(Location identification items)
=======

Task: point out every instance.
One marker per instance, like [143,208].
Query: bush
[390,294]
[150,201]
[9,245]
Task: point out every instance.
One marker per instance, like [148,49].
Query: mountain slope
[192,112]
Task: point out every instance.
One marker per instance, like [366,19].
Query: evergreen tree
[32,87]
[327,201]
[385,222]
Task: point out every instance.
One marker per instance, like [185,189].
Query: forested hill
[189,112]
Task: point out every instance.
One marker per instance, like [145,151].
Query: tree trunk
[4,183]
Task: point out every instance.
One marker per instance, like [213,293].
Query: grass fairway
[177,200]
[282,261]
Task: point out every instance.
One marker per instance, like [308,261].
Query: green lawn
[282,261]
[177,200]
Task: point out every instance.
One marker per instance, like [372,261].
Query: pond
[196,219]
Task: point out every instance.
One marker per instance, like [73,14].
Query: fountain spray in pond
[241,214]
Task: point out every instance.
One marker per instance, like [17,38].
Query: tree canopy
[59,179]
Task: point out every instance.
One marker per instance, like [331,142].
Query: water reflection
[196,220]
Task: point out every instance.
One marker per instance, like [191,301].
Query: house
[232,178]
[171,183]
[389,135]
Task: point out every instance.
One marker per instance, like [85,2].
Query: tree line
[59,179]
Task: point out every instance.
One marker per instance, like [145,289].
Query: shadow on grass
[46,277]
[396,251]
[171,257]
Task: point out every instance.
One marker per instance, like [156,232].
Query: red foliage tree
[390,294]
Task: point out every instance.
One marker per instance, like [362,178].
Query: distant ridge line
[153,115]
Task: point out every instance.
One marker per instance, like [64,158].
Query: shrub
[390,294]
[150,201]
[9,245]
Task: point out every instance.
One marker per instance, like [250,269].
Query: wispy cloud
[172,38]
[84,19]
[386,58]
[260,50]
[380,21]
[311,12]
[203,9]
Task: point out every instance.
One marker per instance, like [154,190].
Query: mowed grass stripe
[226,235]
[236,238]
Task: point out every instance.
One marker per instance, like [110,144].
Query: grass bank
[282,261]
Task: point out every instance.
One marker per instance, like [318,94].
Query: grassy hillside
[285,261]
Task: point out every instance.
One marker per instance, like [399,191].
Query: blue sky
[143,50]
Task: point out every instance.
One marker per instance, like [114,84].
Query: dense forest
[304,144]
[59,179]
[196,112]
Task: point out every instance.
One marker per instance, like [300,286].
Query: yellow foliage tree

=======

> [Exercise goal] Each record above should be restated word for word.

> [Full solution]
Task: point out every instance.
One marker per instance, like [143,208].
Query: bush
[390,294]
[150,201]
[9,245]
Task: point out every instance.
One marker per instance, like [148,49].
Query: mountain slope
[192,112]
Task: point out every instance.
One marker per instance, like [366,19].
Query: evergreen tree
[32,87]
[327,201]
[385,222]
Task: point out every instance.
One marker per instance, like [185,189].
Query: forested hill
[189,112]
Task: point out every instance.
One marker per instance, like [145,151].
Query: tree trunk
[4,183]
Task: point out every instance.
One marker per instance, like [213,293].
Query: grass fairway
[177,200]
[282,261]
Task: point out every instance.
One marker per instance, like [308,261].
Query: green lawn
[282,261]
[177,200]
Task: point out every instance.
One marker per instance, like [372,261].
Query: pond
[196,219]
Task: point out every instance.
One marker per instance, like [73,14].
Query: fountain spray in pond
[241,214]
Task: point out every instance.
One marker per instance, like [17,38].
Query: tree canopy
[59,179]
Task: point out every instance.
One marker per instance, like [331,142].
Query: water reflection
[196,220]
Task: point out every instance.
One marker per instance, like [191,301].
Query: house
[232,178]
[171,183]
[389,135]
Task: point out every instance.
One marker per instance, like [85,2].
Query: tree line
[59,179]
Task: point out every instance.
One marker per instance, like [145,289].
Query: shadow on grass
[46,277]
[396,251]
[171,257]
Task: point out every instance.
One marker per instance, like [156,232].
Query: red foliage tree
[390,294]
Task: point out every instance.
One marker per instance, like [362,178].
Query: distant ridge line
[153,115]
Task: point out every instance.
One marker per instance, like [64,158].
Query: shrub
[390,294]
[150,201]
[9,245]
Task: point out every instance.
One marker per instance, like [250,269].
Query: wispy cloud
[172,38]
[84,19]
[386,58]
[260,50]
[380,21]
[311,12]
[203,9]
Task: point out every instance.
One marker per instance, like [154,190].
Query: mowed grass stripe
[226,235]
[236,238]
Task: point out every instance.
One marker per instance, like [110,144].
Query: grass bank
[282,261]
Task: point out every instance.
One marker per instance, like [318,94].
Query: grassy hillside
[285,261]
Task: point out every instance.
One marker per instance, like [399,191].
Query: blue sky
[143,50]
Task: point out every instance.
One marker per instance, like [114,84].
Query: dense forest
[304,144]
[59,179]
[196,112]
Task: point out every instance.
One marker per instance, like [300,286].
Query: yellow foliage tree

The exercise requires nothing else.